## PROBLEM TO WORK ON
Every entry below must appear again, exactly as written.
────
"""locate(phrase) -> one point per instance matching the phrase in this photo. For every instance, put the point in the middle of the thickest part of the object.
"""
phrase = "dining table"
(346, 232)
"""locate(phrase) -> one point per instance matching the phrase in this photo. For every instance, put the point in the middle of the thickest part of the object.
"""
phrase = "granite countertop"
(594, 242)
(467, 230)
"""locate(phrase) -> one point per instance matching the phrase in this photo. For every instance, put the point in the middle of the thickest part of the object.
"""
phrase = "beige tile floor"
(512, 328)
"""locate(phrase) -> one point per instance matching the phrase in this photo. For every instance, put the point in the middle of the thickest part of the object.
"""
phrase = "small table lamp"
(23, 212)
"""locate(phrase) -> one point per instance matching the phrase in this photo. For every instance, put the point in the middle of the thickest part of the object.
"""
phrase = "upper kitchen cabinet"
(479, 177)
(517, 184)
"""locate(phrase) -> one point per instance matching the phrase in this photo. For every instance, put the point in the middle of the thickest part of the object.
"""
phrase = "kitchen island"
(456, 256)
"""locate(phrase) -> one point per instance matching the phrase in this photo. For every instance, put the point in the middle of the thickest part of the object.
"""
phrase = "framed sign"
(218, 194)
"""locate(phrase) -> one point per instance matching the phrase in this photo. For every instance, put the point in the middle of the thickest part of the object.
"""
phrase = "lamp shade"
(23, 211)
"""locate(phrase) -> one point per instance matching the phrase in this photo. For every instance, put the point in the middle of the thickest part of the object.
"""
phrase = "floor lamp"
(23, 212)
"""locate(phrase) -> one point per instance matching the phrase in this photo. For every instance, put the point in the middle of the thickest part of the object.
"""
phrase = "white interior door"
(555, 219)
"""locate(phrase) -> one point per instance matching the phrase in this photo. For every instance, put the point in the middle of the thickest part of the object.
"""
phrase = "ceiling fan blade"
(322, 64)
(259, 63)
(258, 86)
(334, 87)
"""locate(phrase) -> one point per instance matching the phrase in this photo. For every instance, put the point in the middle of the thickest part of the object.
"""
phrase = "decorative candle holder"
────
## IN RESPONSE
"""locate(phrase) -> one point per instance matching the phrase in this photo. For every instance, put the point in the middle of the thickest part of the object.
"""
phrase = "dining table"
(346, 232)
"""locate(phrase) -> one point per instance matching the phrase in this photo. For every instance, put the point in the middle of the thickest part of the object.
"""
phrase = "granite countertop"
(594, 242)
(467, 230)
"""locate(phrase) -> one point per instance matching the phrase in this photo. For every instance, put the point in the middle of the thickest part of the object.
"""
phrase = "beige tile floor"
(512, 328)
"""locate(phrase) -> one point per instance matching the phrase in this photo. For every instance, put the point in the middle of the thickest part of the object.
"""
phrase = "small table lamp"
(23, 212)
"""locate(phrase) -> one point per instance matching the phrase in this photo. For every instance, put the point in the middle of the thickest part of the object.
"""
phrase = "upper kitchen cabinet"
(479, 177)
(517, 184)
"""locate(phrase) -> one point per instance matching the phrase in this photo. For every instance, put the point in the middle of the thickest part of the object.
"""
phrase = "kitchen island"
(456, 256)
"""locate(phrase) -> one point per instance matching the phrase in this photo. For every instance, put the point in the middle of the thickest part of the object.
"""
phrase = "framed sign"
(218, 194)
"""locate(phrase) -> one point per instance matching the phrase in this photo. For every instance, put the point in the middle of the thickest part of the object.
"""
phrase = "lamp shade"
(23, 211)
"""locate(phrase) -> one point per instance matching the phrase in this photo. For every instance, put the point in the middle of the thickest part of the object.
"""
phrase = "floor lamp"
(23, 212)
"""locate(phrase) -> one point per instance matching the phrase in this photo. For every instance, put the point in the middle of the thickest part of the object.
"""
phrase = "white interior door"
(555, 219)
"""locate(phrase) -> one point per instance matching the phrase in this photo. For every instance, put the point in the middle of the thickest part of the object.
"""
phrase = "ceiling fan blade"
(322, 64)
(259, 63)
(258, 86)
(334, 87)
"""locate(phrase) -> one point per instance matching the phrase in this photo. For every instance, put the point in the middle of the thickest part of the object.
"""
phrase = "decorative candle holder"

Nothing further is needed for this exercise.